• Activity
Your answer should be the exact lines of the records, starting with the one containing "of white lilies." and running to the end.

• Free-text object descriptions
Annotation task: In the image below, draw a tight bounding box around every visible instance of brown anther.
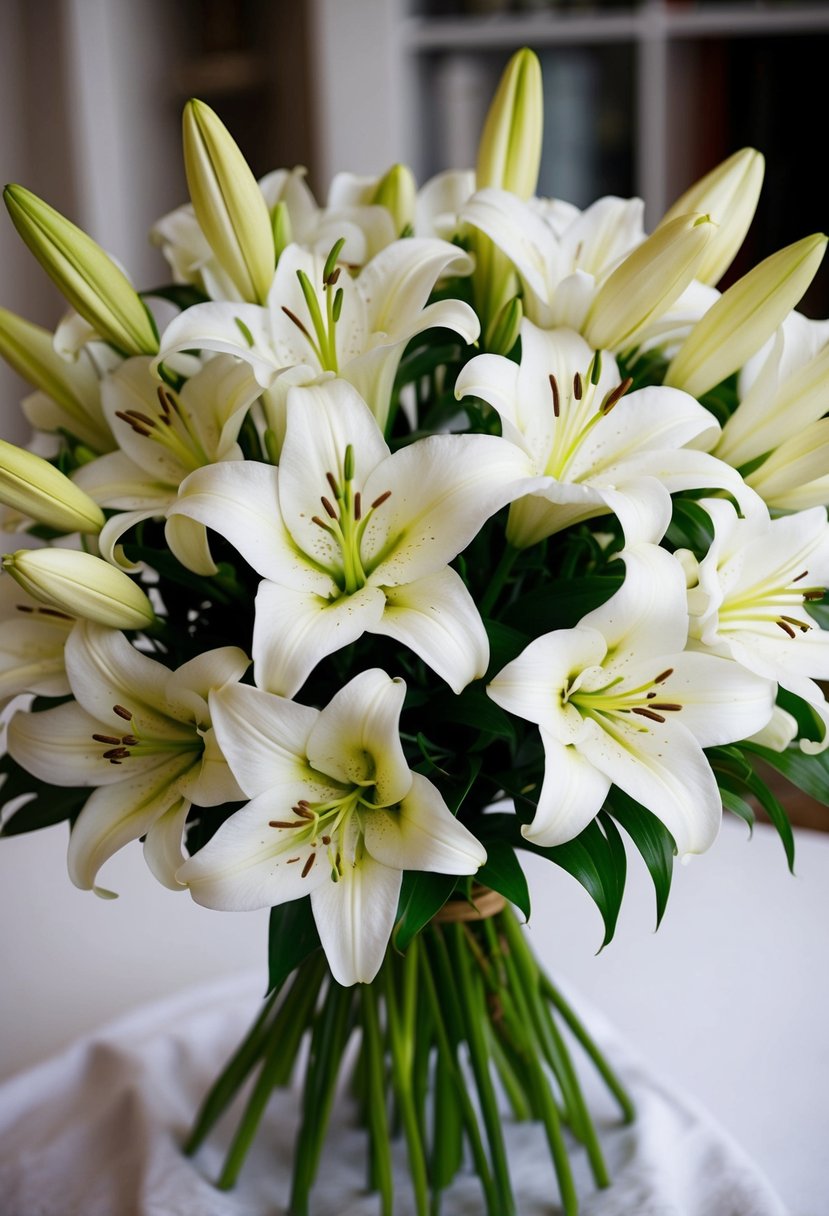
[287,857,300,864]
[776,620,797,638]
[326,472,340,497]
[294,804,315,820]
[371,490,392,509]
[600,377,633,415]
[654,668,673,684]
[320,496,338,519]
[281,306,314,343]
[103,747,130,760]
[92,733,122,745]
[156,385,171,414]
[113,705,132,721]
[549,373,560,418]
[632,707,666,723]
[114,411,151,437]
[38,607,73,620]
[354,492,362,521]
[326,267,341,287]
[803,590,825,601]
[121,735,139,747]
[15,604,34,613]
[781,614,811,632]
[321,834,331,845]
[268,819,302,829]
[125,410,156,427]
[646,691,656,699]
[573,372,583,400]
[301,853,316,878]
[311,515,332,530]
[793,570,810,583]
[647,702,682,712]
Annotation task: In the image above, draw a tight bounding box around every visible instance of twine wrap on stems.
[184,897,635,1216]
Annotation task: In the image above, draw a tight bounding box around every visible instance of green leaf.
[427,687,517,745]
[776,688,826,744]
[665,498,715,556]
[141,283,209,310]
[714,758,795,873]
[484,619,530,672]
[267,898,321,995]
[393,871,459,953]
[500,575,622,638]
[0,753,88,835]
[742,741,829,808]
[605,790,676,929]
[484,811,626,947]
[476,836,531,920]
[720,787,756,834]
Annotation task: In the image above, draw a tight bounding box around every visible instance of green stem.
[420,936,499,1214]
[361,984,394,1216]
[502,911,609,1188]
[217,958,325,1190]
[444,924,516,1216]
[289,979,354,1215]
[540,973,635,1123]
[479,544,519,618]
[383,958,430,1216]
[184,988,279,1155]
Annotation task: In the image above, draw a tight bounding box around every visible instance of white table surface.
[1,815,827,1214]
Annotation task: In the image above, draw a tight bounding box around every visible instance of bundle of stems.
[185,903,634,1215]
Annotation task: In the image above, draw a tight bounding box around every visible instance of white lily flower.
[459,188,718,351]
[487,545,774,854]
[681,498,829,751]
[72,355,262,573]
[169,378,534,697]
[155,237,479,436]
[6,621,248,891]
[455,322,761,547]
[0,573,74,712]
[709,311,829,510]
[177,669,486,985]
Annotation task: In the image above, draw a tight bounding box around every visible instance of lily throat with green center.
[266,782,396,887]
[92,699,204,767]
[565,665,683,731]
[312,443,393,596]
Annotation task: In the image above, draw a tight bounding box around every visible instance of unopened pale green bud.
[665,232,828,398]
[3,185,158,356]
[484,295,523,356]
[0,439,104,534]
[584,213,715,351]
[658,148,765,286]
[371,164,416,235]
[476,48,543,200]
[2,549,154,630]
[0,307,108,447]
[183,99,275,304]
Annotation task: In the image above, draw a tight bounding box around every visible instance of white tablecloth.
[0,971,788,1216]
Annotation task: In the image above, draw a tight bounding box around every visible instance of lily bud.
[0,308,86,415]
[658,148,765,285]
[583,213,714,351]
[183,99,275,304]
[3,185,159,356]
[0,439,104,534]
[484,294,523,356]
[2,549,155,630]
[371,164,416,235]
[665,232,828,398]
[476,48,543,200]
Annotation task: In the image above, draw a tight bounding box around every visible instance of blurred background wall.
[2,0,828,442]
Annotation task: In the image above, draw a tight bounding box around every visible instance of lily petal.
[371,567,491,693]
[252,580,386,697]
[521,730,611,847]
[143,795,192,890]
[311,841,402,985]
[208,681,321,799]
[363,771,486,873]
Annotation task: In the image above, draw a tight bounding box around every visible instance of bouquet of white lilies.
[1,46,828,1215]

• Your response
Annotation task: In the image above, draw a tight bounding box around every visible instance of bouquet of white lilies.
[1,46,828,1215]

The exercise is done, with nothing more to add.